» STATED GOAL 1: In the cigar review below, list every labeled detail about the cigar that comes before the humidor conditions, with the value given for each.
+===+
# Liga Privada L40 Lancero



## BaconStrips

Ok, This is actually the 4th time i have written this review; 1: my computer crashed 2: Photo upload problems 3: I closed the page yesterday...

So ANYWAY LETS DO THIS!!

I smoked the Liga Privada L40, This is one of the many Unico (Unique) series of the Liga Privada line. This review was done by me and is what i think of the cigar.

Cigar:Liga Privada L40
Size: 7 x 40 Lancero
Wrapper: Connecticut River Valley Stalk Cut & Cured Sun Grown Habano
Cost: $13
Drinking: White coffee (Milk and Sugar)

Humidor conditions:
RH: 67%
Temp: 72 F (Texas)
Rest: 2 months










Appearance:
This cigar has a very dark toothy, veiny wrapper. the wrapper also has shades of dark reddish brown spots, almost like rusty metal. Its also a bit rough to the touch, has a good firm pack as well.

Pre-Light Draw:
Light woodsy and sweet draw, rather tight but doesn't seem restrictive.

First Light:
I am created with a nice light spice and paper accompanied by a light leather










First 1/3: 
Shortly after the initial flavors this cigar begins to take on a sweeter less peppery profile. Smoke is plentiful and the draw is still a little tight but not effecting how it smokes nor am i struggling to get a good draw. Earthy smoke with notes of chocolate, coffee and a light spice on the finish. This rich sweet smoke stays very consistent throughout the first 1/3rd, nothing has changed since the first light, very delicious cigar so far. Full-Body










Second 1/3:
More of the same profiles continue into the 2/3rd, i begin to get a mixture of flavors, a lingering leather accompanies the earthy core. The spice finish has turned more towards a heat, i get a tingle throughout my nose after the retrohale. Smoke is becoming creamier with each draw and has loosened up a bit as well, the draw is near perfect now. Towards the end of this third, i noticed a slight shift, the spice has dropped off and the smoke has become a nice creamy chocolate, the smoke output is getting thicker as i smoke. Still a very good cigar, Med-Full Body










Final 1/3:
This is a great cigar! Earthy core with a sweet chocolate front, the finish changes as well, from spice to woodsy deep oak finish. Suddenly....the cigar went out?! WTF?! I sat it down for no more than 2 min while i wrote notes...uggghhh relighting a cigar this far into it can change the profile. Sure enough, The heat and spice returns and the smoke takes on a bit of grittiness, it doesn't last long but for a few draws you can taste it. As i cross the band point the sweetness fades away and taking the front is that deep woodsy oak that started coming into the picture earlier. I nubbed this cigar down to my finger tips, it was a great cigar. Full in body










Burn and Ash:
The burn was great aside from the time it put itself out. No funny burning or running. The ash was pretty solid too, held together for about 2" at each time if i didn't knock it off by accident.
+===+
» STATED GOAL 2: Filter the records below, keeping each line that contains the string "grass".

» Dataset entries:
+===+
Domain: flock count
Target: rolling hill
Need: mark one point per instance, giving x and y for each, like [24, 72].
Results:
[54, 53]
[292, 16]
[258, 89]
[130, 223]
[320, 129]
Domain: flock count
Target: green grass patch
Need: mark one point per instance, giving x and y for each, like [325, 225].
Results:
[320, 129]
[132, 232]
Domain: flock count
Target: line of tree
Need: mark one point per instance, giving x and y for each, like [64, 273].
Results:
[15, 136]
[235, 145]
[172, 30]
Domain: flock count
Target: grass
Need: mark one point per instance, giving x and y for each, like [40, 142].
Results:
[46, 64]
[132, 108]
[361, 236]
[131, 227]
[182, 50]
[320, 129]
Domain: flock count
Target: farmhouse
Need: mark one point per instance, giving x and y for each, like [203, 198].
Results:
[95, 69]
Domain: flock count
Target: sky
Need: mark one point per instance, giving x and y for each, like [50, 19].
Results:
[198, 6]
+===+
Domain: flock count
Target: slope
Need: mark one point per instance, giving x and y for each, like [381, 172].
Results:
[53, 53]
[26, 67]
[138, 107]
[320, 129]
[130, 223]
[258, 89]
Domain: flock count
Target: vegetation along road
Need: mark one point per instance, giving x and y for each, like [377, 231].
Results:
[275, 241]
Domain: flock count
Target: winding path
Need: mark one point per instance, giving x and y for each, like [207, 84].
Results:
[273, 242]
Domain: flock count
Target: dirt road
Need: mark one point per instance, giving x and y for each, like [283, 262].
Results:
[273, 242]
+===+
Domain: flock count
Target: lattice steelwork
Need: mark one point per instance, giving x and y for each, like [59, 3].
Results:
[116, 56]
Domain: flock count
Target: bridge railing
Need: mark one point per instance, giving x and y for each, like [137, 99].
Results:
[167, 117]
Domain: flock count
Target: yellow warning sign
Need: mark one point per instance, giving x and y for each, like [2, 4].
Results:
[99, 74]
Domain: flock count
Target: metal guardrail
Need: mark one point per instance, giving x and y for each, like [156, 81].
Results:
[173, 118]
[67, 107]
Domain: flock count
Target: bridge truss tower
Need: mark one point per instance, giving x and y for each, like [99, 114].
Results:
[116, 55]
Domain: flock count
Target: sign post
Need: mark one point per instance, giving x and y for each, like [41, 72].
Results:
+===+
» TASK OUTPUT 1:
Cigar: Liga Privada L40
Size: 7 x 40 Lancero
Wrapper: Connecticut River Valley Stalk Cut & Cured Sun Grown Habano
Cost: $13
Drinking: White coffee (Milk and Sugar)

» TASK OUTPUT 2:
Target: green grass patch
Target: grass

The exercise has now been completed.